Unpopular Opinion: USQ Cup 12


Credit: Kat Ignatova/IQA Staff

Credit: Kat Ignatova/IQA Staff

The sporting world has had its fair share of short-lived retirements of major players. Brett Favre dick-wagged his way from the Packers to the Jets to the Vikings. Michael Jordan took up baseball, learned what millions of young Americans learn every year – that can’t become a professional athlete just by wanting to be – and returned to basketball. Now, the quidditch world has its first such case.

Last season, Andy Abayan was one of the two heads of the UCLA beating monster. His play, which may have been less heralded than teammate Asher King Abramson’s, was every bit as good, and was essential to the Bruins’ finals run at World Cup VI. And while Abayan’s highlight reel might not be quite as burned into everyone’s mind, his play in the semifinals, negating both of Baylor’s elite beaters in a matter of seconds, was as good as any beater play I’ve ever seen. Had he started this season on a team, he likely would have been considered the best active beater in quidditch, but Abayan instead chose to take a break from the game to focus on other aspects of his life.

That all changed in the last month, as rumors of his return to quidditch were followed by Evan Bell drafting him for his Quiyk team while announcing that he would be playing for the Santa Barbara Blacktips for the remainder of the season. Just like that, one of the strongest beaters our sport has ever seen was back in the game.

This past weekend, lost in the headlines of the Southwest Regionals, Abayan made his return to quidditch at the Gold Medal Invitational, helping Santa Barbara to a semifinals run that ended with a loss to the No. 2 Lost Boys.

So what exactly can we make out of his return? Is he a Brett Favre, living out his career past its prime, or a Michael Jordan, primed for more championship runs? Lucky for me, video has surfaced from two of their biggest games of the weekend: a pool play matchup with Northern Arizona, and a bracket play matchup with the Silicon Valley Skrewts. Let’s break it down.

 

The Hard Facts

Vs. Northern Arizona (Pre-Seeker Play)

## Provided material

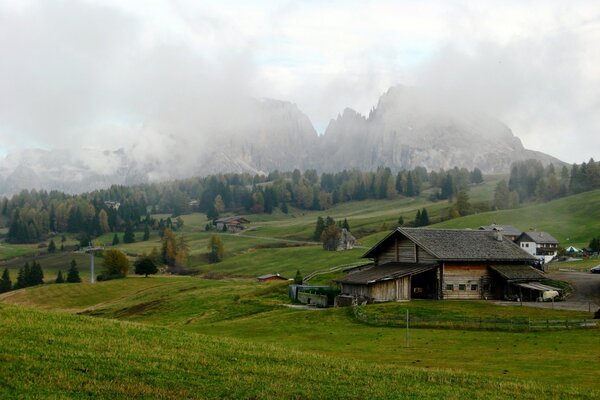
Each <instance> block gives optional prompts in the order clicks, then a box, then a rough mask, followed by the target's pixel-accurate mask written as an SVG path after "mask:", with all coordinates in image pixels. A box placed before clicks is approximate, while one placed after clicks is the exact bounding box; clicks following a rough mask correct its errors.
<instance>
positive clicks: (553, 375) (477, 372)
mask: <svg viewBox="0 0 600 400" xmlns="http://www.w3.org/2000/svg"><path fill="white" fill-rule="evenodd" d="M286 290H287V288H286V285H285V283H284V284H259V283H256V282H251V281H248V280H226V281H210V280H202V279H198V278H148V279H145V278H128V279H126V280H120V281H111V282H103V283H101V284H96V285H89V284H77V285H67V284H65V285H47V286H42V287H36V288H30V289H25V290H21V291H16V292H12V293H8V294H4V295H2V296H0V301H2V302H3V303H13V304H20V305H25V306H30V307H38V308H45V309H48V310H59V311H66V312H71V313H75V312H77V313H84V314H87V315H95V316H100V317H104V318H116V319H122V320H129V321H136V322H144V323H146V324H152V325H162V326H167V327H170V328H176V329H179V330H182V331H191V332H197V333H203V334H209V335H212V336H216V337H224V336H227V337H230V338H233V339H239V338H243V339H245V340H249V341H252V342H261V343H265V344H272V343H277V344H279V345H282V346H284V347H286V348H288V349H295V350H300V351H305V352H309V353H311V354H325V355H335V356H336V357H340V358H343V359H345V360H346V359H347V360H359V361H361V362H363V363H368V364H369V365H373V366H375V367H376V366H381V365H382V364H390V365H395V366H398V367H410V366H413V367H418V369H419V370H428V369H431V368H444V369H451V370H455V371H462V372H467V373H483V374H485V375H487V376H488V377H490V379H496V378H498V379H501V378H517V379H526V380H536V381H538V382H539V383H541V384H544V385H548V386H554V385H555V384H556V382H558V381H560V382H561V383H562V384H565V385H573V386H574V387H575V386H577V387H579V388H591V387H593V386H594V385H595V382H596V374H595V371H597V370H598V368H600V358H598V357H597V354H595V353H593V352H589V351H588V349H589V348H595V347H597V346H598V345H600V337H599V336H598V334H597V333H598V332H597V330H593V331H587V330H573V331H560V332H536V333H520V334H516V333H509V332H478V331H459V330H429V329H417V330H413V331H412V333H411V349H410V350H405V349H403V346H404V342H403V337H404V331H403V330H402V329H395V328H378V327H372V326H367V325H364V324H360V323H357V322H356V321H354V319H353V318H352V317H351V316H350V315H349V313H348V309H330V310H322V311H303V310H293V309H288V308H284V307H281V306H279V305H278V304H280V303H283V302H285V301H286ZM369 307H372V308H371V309H370V311H369V312H370V313H380V314H385V315H387V316H390V315H392V316H393V315H404V312H405V309H406V307H409V308H410V309H411V313H412V314H413V315H437V316H441V317H445V316H446V317H447V316H456V315H462V316H473V315H485V316H487V317H497V316H500V317H508V316H518V315H528V316H530V317H532V318H565V317H566V318H576V317H582V316H587V317H589V315H587V314H585V313H574V312H564V311H558V310H541V309H540V310H538V309H531V308H525V307H503V306H495V305H493V304H490V303H485V302H481V303H480V302H435V303H432V302H425V301H421V302H418V301H415V302H411V303H402V304H400V303H395V304H384V305H376V306H369ZM491 356H493V357H491ZM417 360H418V361H417ZM343 362H344V363H345V362H346V361H343ZM540 370H544V373H543V374H540V373H539V371H540ZM565 371H569V372H570V373H569V374H568V376H565V373H564V372H565Z"/></svg>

## About this exercise
Rewrite the part of the quidditch article between "This past weekend, lost" and "2 Lost Boys.", inclusive, replacing "This past weekend" with "Last weekend". The data comes from a different source than the text above it.

## Solution
Last weekend, lost in the headlines of the Southwest Regionals, Abayan made his return to quidditch at the Gold Medal Invitational, helping Santa Barbara to a semifinals run that ended with a loss to the No. 2 Lost Boys.